Passage provided →

Because of the false claims that a multi-identity
Post# of 72440
Even the dimmest person should understand why, when someone brags about people "who were on the drug 5 days or longer," that means that SOME people were on the drug for fewer than 5 days -- by definition. If there weren't people on the drug for fewer than 5 days, then you wouldn't refer to people who WERE on the drug for 5 days or longer. Unless, of course, you are someone who is fond, under various identities, of trying to twist words to make false claims.
It is a TOS violation to lie, or to try to foment a food fight. Continued lies will be deleted.
Here is part my previous post, to refresh the memory of the liar.
Smith's Quote
Quote:
[no patient] that has been on the hydroxychloroquine and azithromycin regimen for five days or more had had to be intubated
Okay, if NONE of his patients had to be intubated, he'd say so, right? But he didn't. He said that none on the regimen for 5 days or more escaped intubation.
• How many patients who were on it for 1-4 days DID have to be intubated?
and what percentage was that? There's a difference between, say, 1 patient being intubated, and 50 being intubated.
• Was the reason that the ones on it for 5 days or more weren't intubated was because they were less sick to start with, so they would not have needed to be intubated and would have gotten better anyway, without the drugs?
• How many people who were normally his patients went directly to an ER instead of to him? In other words, are the patients he saw THE PEOPLE WHO WERE LESS SICK?
I'd love it if an effective treatment is already available.
But when I see this kind of weaseling around, and cherry-picked data, it reminds me again why we need ACTUAL CLINICAL TRIALS, not merely anecdotal evidence.
Right now we have nothing better. People who are really sick OUGHT to get this treatment, in case it works.
But one doctor's claims, in a setting that raises MANY questions about the validity of those claims, can't be used as a substitute for hard data in a clinical trial.

What is required →
Reproduce the forum post about the hydroxychloroquine treatment claims word for word, from "It is a TOS" up to and including "without the drugs?".

The data →
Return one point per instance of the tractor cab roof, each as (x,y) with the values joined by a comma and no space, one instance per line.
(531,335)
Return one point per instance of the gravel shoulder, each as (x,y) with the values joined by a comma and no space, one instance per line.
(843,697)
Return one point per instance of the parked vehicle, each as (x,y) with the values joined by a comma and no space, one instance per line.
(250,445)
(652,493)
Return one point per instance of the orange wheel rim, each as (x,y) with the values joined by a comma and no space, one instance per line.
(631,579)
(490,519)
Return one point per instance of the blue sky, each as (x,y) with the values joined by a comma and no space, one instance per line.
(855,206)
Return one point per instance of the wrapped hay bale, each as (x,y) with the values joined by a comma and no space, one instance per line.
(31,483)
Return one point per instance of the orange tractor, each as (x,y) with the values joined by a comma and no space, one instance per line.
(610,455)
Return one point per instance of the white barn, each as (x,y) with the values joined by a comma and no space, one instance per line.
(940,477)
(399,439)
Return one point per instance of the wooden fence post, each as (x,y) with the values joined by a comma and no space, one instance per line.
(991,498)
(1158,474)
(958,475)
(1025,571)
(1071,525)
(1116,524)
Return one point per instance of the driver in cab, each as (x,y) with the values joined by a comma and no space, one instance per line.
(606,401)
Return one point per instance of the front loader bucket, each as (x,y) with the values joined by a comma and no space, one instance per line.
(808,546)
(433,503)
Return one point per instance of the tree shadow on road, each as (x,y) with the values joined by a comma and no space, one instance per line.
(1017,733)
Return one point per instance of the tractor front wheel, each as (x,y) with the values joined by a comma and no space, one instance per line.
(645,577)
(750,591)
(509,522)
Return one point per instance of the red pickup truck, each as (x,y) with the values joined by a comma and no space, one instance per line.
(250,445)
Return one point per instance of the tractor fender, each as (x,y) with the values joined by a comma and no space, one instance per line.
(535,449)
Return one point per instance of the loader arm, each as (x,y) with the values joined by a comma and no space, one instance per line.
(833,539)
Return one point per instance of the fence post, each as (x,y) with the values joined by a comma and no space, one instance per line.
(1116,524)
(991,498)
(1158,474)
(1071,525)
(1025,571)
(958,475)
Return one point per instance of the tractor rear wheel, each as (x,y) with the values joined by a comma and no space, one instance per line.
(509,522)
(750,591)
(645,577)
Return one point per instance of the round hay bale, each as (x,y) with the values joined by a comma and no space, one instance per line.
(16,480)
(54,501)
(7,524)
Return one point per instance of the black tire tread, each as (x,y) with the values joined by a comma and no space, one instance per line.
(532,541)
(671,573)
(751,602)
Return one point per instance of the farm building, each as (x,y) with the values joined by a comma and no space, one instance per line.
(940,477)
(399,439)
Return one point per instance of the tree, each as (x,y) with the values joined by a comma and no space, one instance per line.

Response box →
It is a TOS violation to lie, or to try to foment a food fight. Continued lies will be deleted.
Here is part my previous post, to refresh the memory of the liar.
Smith's Quote
Quote:
[no patient] that has been on the hydroxychloroquine and azithromycin regimen for five days or more had had to be intubated
Okay, if NONE of his patients had to be intubated, he'd say so, right? But he didn't. He said that none on the regimen for 5 days or more escaped intubation.
• How many patients who were on it for 1-4 days DID have to be intubated?
and what percentage was that? There's a difference between, say, 1 patient being intubated, and 50 being intubated.
• Was the reason that the ones on it for 5 days or more weren't intubated was because they were less sick to start with, so they would not have needed to be intubated and would have gotten better anyway, without the drugs?